Metadata-Version: 2.1
Name: PersistDict
Version: 0.1.0
Summary: Looks like a dict and acts like a dict but is persistent via an sqlite3 db, like sqldict
Home-page: https://github.com/thiswillbeyourgithub/PersistDict
License: GPLv3
Keywords: dict,persistence,persistent,storage,sql,sqlite,db,encryption,encrypted,compressed,compression,metadata,browniecutter
Classifier: Programming Language :: Python :: 3
Classifier: License :: OSI Approved :: GNU General Public License v3 (GPLv3)
Classifier: Operating System :: OS Independent
Requires-Python: >=3.9
Description-Content-Type: text/markdown
License-File: LICENSE

# PersistDict

Just a DIY version [sqldict](https://github.com/piskvorky/sqlitedict): looks like a dict and acts like a dict but is persistent via an sqlite3 db.

## Why?

I ran into issue with langchain's caches when developping [wdoc](https://github.com/thiswillbeyourgithub/WDoc) (my RAG lib, optimized for my use) and after months of waiting I decided to fix it myself. And instead of trusting sqldict's implementation with langchain's concurrency I made my own.
This makes it very easy to add persistent cache to anything.
Also it was easy to do thanks to my [BrownieCutter](https://pypi.org/project/BrownieCutter/).

**DATA LISTING**

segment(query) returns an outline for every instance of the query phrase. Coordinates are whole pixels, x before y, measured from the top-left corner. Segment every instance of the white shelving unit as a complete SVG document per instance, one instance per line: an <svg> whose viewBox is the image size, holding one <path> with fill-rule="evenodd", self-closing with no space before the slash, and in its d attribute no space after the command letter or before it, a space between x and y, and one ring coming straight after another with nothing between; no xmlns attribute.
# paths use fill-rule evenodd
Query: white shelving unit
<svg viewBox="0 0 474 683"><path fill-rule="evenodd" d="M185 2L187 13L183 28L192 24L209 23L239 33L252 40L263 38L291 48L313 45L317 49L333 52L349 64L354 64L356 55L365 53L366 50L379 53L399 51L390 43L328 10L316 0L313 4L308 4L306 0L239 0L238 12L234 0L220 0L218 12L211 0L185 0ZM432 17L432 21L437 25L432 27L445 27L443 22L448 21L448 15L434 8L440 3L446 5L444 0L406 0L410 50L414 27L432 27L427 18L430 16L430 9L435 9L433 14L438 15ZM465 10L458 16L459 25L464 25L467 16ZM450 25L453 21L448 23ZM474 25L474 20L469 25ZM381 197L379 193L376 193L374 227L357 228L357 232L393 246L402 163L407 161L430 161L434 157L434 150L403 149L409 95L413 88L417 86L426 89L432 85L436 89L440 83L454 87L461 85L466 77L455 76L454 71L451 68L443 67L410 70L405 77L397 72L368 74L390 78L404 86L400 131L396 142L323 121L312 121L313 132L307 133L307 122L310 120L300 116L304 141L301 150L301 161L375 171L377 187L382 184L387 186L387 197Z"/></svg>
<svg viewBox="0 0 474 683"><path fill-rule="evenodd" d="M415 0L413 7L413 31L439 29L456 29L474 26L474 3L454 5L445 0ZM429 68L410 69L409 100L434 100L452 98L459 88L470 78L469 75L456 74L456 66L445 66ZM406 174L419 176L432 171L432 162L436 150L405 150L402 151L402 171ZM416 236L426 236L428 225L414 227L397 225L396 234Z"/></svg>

**SHORT PROBLEM**
Extend the PersistDict readme, starting right after its last sentence. The listing has nothing to do with the PersistDict readme.

**RESULT FOR THIS TASK**
## Features:
- **threadsafe**: if several threads try to access the same db it won't be a
  problem. Even if multiple other threads use also another db. Thanks to
  a singleton class. And if several python scripts run at the same time
  and try to access the same db, sqlite3 should make them wait appropriately.
- **atime and ctime**: each entry includes a creation time and a last access time.
- **expiration**: won't grow too large because old keys are automatically removed.
- **cached**: an actual python dict is used to cache the access to the db.
  This cache is shared among instances, and dropped if another scripts uses
  the same db.
- **compression**: using the builtin sqlite3 compression.
- **customizable serializer for the value**: by default pickle is used, but could
  be numpy.npz, joblib.dumps, dill.dumps etc
- **encryption**: unsing the UNMAINTAINED library pysqlcipher3, because it was
  very easy to add. In the future will use an up to date library and encrypt
  value in place directly.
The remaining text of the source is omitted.